* _Exercise brief_: Lines before the one containing "phrase -- man wearing sunglasses" are excluded; retype that line and all remaining lines of the material exactly.
[BEGIN Information shown]
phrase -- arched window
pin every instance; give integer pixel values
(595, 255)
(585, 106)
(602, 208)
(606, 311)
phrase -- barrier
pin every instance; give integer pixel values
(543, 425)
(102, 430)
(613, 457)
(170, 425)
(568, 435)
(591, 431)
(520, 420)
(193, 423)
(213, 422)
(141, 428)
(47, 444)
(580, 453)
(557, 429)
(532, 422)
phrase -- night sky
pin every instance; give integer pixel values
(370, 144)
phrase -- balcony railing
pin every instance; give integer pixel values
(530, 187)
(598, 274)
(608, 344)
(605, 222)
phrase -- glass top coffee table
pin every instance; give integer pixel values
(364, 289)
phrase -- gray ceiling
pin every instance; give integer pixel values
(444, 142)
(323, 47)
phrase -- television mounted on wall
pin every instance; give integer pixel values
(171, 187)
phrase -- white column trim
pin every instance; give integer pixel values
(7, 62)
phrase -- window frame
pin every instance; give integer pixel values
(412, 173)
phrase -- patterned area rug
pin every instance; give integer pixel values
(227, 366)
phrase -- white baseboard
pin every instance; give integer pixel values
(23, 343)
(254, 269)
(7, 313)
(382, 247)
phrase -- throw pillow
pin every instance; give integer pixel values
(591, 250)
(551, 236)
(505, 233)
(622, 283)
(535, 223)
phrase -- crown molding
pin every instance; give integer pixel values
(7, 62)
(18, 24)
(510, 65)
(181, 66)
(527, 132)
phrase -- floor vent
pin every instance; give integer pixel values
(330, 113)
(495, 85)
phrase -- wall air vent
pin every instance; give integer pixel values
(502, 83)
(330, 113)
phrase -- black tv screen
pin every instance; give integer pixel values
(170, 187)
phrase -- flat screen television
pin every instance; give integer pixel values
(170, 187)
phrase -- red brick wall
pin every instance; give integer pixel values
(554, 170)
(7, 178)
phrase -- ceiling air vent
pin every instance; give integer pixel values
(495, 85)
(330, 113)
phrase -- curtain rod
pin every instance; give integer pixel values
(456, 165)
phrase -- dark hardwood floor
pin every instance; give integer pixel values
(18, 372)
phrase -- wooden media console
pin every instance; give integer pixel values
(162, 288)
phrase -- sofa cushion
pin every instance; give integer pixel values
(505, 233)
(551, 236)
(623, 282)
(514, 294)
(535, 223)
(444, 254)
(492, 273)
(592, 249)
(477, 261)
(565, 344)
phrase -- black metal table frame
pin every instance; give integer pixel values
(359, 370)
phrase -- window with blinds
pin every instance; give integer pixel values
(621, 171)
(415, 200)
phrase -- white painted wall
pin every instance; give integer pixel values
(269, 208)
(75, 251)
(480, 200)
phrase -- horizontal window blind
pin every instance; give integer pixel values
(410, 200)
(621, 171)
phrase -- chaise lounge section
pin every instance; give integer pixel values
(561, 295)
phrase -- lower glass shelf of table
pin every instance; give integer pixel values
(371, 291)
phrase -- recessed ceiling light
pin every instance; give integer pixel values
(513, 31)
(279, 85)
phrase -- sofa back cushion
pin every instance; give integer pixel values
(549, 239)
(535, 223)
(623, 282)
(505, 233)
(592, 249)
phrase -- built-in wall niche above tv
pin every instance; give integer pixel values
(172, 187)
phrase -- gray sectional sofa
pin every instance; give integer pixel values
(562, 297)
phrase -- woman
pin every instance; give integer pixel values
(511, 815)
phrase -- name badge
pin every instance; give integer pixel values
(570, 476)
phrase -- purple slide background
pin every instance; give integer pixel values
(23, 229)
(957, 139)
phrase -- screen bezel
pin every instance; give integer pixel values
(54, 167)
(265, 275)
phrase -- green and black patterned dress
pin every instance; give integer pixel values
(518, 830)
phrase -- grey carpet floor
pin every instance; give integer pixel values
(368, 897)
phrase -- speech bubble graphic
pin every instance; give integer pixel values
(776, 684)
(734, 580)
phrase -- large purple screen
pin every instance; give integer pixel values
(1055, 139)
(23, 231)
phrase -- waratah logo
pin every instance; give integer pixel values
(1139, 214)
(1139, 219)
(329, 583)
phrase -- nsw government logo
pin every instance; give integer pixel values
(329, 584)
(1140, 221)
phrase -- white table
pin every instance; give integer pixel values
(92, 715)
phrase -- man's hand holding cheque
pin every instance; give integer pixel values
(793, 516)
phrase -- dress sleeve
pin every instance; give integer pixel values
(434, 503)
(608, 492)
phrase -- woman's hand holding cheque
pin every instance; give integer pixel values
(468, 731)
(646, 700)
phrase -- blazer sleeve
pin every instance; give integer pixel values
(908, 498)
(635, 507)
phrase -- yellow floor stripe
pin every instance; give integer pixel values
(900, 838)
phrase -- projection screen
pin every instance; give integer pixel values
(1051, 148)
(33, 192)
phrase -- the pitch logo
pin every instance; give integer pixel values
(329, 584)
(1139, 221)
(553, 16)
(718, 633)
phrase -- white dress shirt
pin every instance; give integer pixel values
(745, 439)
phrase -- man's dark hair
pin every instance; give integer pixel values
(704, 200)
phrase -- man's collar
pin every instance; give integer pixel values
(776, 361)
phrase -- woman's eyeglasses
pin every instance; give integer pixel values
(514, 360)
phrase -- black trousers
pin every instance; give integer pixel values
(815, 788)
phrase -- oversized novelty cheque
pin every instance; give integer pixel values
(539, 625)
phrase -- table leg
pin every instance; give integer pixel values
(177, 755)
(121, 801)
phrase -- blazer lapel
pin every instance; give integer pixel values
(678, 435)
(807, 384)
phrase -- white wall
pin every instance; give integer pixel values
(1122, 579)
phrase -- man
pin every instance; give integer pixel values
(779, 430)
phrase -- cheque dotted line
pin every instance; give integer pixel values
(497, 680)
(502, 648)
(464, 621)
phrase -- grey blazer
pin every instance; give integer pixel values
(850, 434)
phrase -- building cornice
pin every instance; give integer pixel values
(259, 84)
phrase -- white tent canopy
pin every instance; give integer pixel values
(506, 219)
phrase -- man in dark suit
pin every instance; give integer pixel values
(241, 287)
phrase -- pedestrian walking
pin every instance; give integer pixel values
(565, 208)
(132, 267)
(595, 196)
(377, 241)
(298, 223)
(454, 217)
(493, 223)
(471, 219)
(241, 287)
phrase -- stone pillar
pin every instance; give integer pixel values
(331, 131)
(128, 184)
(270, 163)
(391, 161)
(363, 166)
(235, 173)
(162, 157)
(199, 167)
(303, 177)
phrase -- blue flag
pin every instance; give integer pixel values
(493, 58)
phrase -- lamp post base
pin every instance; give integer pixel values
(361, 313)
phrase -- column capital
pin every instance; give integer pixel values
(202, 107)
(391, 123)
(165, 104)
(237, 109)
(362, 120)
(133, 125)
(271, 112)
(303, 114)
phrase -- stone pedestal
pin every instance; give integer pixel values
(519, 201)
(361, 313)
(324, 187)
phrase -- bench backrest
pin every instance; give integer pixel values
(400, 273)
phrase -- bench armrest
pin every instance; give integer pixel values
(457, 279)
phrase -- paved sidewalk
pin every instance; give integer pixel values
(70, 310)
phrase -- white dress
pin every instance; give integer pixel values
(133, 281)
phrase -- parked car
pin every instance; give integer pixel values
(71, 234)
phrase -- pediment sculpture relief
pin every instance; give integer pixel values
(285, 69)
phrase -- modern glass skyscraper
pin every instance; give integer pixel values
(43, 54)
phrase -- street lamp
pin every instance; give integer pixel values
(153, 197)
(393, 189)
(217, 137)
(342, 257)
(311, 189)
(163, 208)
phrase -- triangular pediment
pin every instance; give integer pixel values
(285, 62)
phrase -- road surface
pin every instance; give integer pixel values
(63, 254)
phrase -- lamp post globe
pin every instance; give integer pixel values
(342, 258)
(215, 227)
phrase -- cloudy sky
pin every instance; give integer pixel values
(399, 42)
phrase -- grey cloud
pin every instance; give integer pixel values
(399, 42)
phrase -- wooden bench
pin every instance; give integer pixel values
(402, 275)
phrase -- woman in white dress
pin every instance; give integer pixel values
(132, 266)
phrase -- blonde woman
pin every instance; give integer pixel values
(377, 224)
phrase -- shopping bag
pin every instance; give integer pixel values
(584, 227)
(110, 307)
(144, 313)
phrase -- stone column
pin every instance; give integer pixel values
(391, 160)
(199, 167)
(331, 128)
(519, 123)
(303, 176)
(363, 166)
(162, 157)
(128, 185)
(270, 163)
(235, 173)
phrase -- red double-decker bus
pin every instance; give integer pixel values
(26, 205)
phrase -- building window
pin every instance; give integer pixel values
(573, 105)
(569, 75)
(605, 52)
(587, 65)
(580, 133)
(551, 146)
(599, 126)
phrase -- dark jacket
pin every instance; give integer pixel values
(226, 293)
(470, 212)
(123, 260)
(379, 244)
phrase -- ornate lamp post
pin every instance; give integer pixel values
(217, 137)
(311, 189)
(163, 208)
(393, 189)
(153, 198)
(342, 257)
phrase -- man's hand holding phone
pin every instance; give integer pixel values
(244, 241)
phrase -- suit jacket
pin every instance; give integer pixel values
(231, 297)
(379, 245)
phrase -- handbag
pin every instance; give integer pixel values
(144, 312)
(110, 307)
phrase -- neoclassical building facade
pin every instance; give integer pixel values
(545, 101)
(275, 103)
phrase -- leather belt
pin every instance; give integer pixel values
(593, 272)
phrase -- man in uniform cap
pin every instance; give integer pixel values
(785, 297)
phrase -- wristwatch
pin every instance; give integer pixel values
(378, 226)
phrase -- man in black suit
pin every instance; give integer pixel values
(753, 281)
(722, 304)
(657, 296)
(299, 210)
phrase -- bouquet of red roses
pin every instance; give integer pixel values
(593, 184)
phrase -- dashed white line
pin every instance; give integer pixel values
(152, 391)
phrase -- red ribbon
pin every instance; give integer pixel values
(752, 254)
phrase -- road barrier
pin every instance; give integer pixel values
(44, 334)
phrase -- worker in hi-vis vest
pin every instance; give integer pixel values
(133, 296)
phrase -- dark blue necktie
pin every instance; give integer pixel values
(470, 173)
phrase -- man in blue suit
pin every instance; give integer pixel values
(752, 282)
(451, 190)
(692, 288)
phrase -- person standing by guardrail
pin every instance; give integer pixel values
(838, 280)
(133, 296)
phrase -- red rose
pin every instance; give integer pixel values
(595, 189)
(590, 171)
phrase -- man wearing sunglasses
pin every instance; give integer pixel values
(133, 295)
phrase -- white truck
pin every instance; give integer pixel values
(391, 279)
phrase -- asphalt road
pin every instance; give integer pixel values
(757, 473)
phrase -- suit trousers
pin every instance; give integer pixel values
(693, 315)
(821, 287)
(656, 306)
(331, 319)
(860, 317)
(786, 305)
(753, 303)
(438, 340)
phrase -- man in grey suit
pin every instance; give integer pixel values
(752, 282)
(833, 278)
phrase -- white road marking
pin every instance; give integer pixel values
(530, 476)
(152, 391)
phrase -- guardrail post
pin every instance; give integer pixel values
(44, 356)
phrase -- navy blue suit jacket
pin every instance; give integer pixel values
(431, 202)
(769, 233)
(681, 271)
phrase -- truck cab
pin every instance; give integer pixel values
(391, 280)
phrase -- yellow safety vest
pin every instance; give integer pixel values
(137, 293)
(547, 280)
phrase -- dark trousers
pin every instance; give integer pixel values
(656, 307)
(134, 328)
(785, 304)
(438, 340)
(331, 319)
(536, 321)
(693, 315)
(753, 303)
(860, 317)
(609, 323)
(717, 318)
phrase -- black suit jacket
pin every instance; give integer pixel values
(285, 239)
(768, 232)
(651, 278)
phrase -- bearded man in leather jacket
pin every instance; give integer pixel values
[END Information shown]
* _Solution_:
phrase -- man wearing sunglasses
pin every instance; give integer pixel values
(133, 295)
phrase -- white truck
pin every instance; give integer pixel values
(391, 279)
phrase -- asphalt road
pin every instance; give integer pixel values
(757, 473)
phrase -- suit trousers
pin every instance; give integer pixel values
(693, 315)
(821, 287)
(656, 306)
(331, 319)
(860, 317)
(786, 305)
(753, 303)
(438, 340)
phrase -- man in grey suit
pin every instance; give integer pixel values
(752, 282)
(833, 278)
phrase -- white road marking
pin every instance; give integer pixel values
(530, 476)
(152, 391)
phrase -- guardrail post
pin every instance; give integer pixel values
(44, 356)
phrase -- navy blue suit jacket
pin every instance; give integer pixel values
(431, 202)
(769, 233)
(681, 271)
phrase -- truck cab
pin every instance; give integer pixel values
(391, 280)
phrase -- yellow safety vest
pin every instance; give integer pixel values
(137, 293)
(547, 280)
phrase -- dark trousers
pin every instance; give integer pixel values
(656, 307)
(134, 328)
(785, 304)
(438, 340)
(331, 319)
(536, 321)
(693, 315)
(753, 303)
(860, 317)
(609, 323)
(717, 318)
phrase -- black suit jacket
pin every instance; give integer pixel values
(285, 239)
(768, 232)
(651, 278)
phrase -- bearded man in leather jacket
pin every instance; give integer pixel values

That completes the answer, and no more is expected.